7,010,000 pageviews


Monday, July 18, 2022

Leatrice Brewer: The Woman Who Killed But Didn't Murder Her Three Children

     In 2002 21-year-old Leatrice Brewer, while living with her grandmother, had her first baby, a girl she named Jewell. Leatrice and the baby's father, Ricky Ward, broke up shortly after the birth. Leatrice and her grandmother, Maebell Mickens, lived in New Cassel New York, a suburban community on Long Island 20 miles east of New York City.

     Brewer's grandmother, and her mother Pearly Mae Mickens, were mentally ill drug addicts. Leatrice, already showing signs of insanity, worked as a filing clerk at a law firm. She also had a part time job as a sales assistant at a Kohl's department store.

     Not long after the birth of her daughter Jewell, Leatrice began dating a man from Queens named Innocent Demesyeux. Less than a year later she gave birth to their son Michael. Leatrice continued to live with her grandmother, Maebell Mickens. Maebell, to help support her drug habit, was not above panhandling on the streets of New Cassel. At this time Leatrice continued to struggle with severe bouts of depression and drug dependancy.

     In 2006, Leatrice Brewer had a second child with Innocent Demesyeux, a boy who inherited his father's unusual first name. Shortly after Innocent's birth Maebell Mickens kicked Leatrice and her children out of her house.

● **Questions**
(A) In the account of Leatrice Brewer, what job did Leatrice have at a law firm?
(B) Say whether each statement agrees with the account of Leatrice Brewer, answering yes or no and quoting the deciding words: (i) Leatrice and her grandmother lived in New Cassel, New York. (ii) Leatrice's son born in 2006 had the same first name as his father. (iii) Innocent Demesyeux was the father of Jewell.
(C) Continue the account of Leatrice Brewer from where it stops.

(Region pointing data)
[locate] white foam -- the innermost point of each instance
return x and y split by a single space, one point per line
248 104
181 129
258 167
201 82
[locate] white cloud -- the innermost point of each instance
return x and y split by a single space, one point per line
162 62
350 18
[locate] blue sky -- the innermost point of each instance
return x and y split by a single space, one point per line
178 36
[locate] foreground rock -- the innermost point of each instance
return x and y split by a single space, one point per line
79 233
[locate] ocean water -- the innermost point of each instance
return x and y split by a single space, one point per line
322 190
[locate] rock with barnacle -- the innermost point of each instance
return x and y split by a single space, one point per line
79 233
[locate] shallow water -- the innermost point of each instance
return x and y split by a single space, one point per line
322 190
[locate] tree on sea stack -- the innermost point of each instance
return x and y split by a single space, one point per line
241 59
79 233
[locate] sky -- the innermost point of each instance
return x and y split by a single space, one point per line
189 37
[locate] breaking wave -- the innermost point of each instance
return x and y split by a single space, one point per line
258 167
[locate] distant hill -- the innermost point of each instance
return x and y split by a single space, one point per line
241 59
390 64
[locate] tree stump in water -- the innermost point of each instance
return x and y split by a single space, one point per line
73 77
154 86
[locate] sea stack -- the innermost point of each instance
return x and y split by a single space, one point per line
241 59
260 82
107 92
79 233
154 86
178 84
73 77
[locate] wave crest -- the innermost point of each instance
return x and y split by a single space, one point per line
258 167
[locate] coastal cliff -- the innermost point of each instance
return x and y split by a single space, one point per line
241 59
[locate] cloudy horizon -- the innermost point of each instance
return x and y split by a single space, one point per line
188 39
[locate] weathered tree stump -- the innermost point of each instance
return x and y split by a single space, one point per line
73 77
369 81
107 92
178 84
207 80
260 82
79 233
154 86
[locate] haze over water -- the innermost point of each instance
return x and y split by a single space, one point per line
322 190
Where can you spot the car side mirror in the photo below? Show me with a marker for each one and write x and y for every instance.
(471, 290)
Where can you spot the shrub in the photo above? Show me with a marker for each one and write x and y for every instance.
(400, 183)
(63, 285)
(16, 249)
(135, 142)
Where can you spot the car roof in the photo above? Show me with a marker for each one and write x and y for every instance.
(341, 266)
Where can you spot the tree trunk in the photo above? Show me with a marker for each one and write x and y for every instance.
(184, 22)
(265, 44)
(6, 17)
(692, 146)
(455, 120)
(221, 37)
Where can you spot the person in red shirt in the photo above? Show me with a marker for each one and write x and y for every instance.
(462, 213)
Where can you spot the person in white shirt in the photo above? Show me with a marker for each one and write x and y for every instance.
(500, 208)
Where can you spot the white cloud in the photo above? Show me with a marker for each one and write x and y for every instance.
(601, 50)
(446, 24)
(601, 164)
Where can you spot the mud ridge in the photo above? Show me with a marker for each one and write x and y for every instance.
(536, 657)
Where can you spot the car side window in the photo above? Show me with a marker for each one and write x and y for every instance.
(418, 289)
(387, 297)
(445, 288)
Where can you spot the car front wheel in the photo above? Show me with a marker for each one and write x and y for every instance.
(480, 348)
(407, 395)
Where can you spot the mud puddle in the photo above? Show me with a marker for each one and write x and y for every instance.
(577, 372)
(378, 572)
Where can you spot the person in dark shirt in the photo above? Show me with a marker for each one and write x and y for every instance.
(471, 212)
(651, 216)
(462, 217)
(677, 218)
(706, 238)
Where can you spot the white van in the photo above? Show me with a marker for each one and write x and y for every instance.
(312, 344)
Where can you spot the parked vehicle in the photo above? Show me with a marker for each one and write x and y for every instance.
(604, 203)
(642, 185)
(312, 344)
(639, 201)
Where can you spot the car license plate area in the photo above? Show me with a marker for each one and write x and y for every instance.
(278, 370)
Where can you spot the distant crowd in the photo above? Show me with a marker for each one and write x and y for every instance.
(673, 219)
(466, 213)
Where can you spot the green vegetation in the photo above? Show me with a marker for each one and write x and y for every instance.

● **Activity answers**
(A) She worked as a filing clerk.

(B)
(i) Yes: "Leatrice and her grandmother, Maebell Mickens, lived in New Cassel New York"
(ii) Yes: "a boy who inherited his father's unusual first name"
(iii) No: "Leatrice and the baby's father, Ricky Ward, broke up shortly after the birth."

(C)
     Leatrice Brewer and her three kids moved in to a small second-story apartment on Prospect Street in New Cassel. Without financial help from the children's fathers Leatrice continued to hold down two jobs. She also received rental assistance, food stamps and a stipend from the federal Women, Infants and Children program.

     As early as 2003 caseworkers from the state's Child Protective Service agency received complaints filed by neighbors and family members accusing Leatrice of child neglect. Every so often one of the fathers would call the local police to report that Leatrice, a six-foot woman who weighted more than 200 pounds, had hit one of the children. Notwithstanding these complaints she never lost custody of Jewell, Michael or Innocent.

     By 2007 Leatrice Brewer was too drug-addled and mentally ill to hold down a job. For days she would simply disappear from the apartment, leaving the child-raising to her 6-year-old daughter Jewell.

     In late February 2008 Leatrice called 911 and informed the dispatcher she had stabbed Jewell and drowned her in the bathtub. The distraught mother said she had also drowned Michael and Innocent. After talking to the 911 dispatcher she tried to kill herself by swallowing a concoction of household cleaning chemicals. When it appeared she couldn't commit suicide by poisoning herself, Leatrice Brewer jumped out of her second-story bedroom window.

      The mother's second attempt to kill herself also failed. Instead of the morgue she ended up at the Nassau University Medical Center with an injured back. The next day a county prosecutor charged her with three counts of murder.

     While being treated at the hospital, Leatrice Brewer told a visiting relative that "the voices took control and I had to do it."

     According to a battery of court-appointed psychiatrists, Leatrice Brewer suffered from a major depressive disorder that caused her to kill her children. She had been under the delusion that killing her kids would save them from something worse than death--the effects of voodoo.

     In 2009, Leatrice Brewer pleaded not responsible by reason of mental disease or defect. The judge sent her to a state psychiatric facility where the 28-year-old would reside and be treated until mental health experts and drugs made her sane enough to rejoin society.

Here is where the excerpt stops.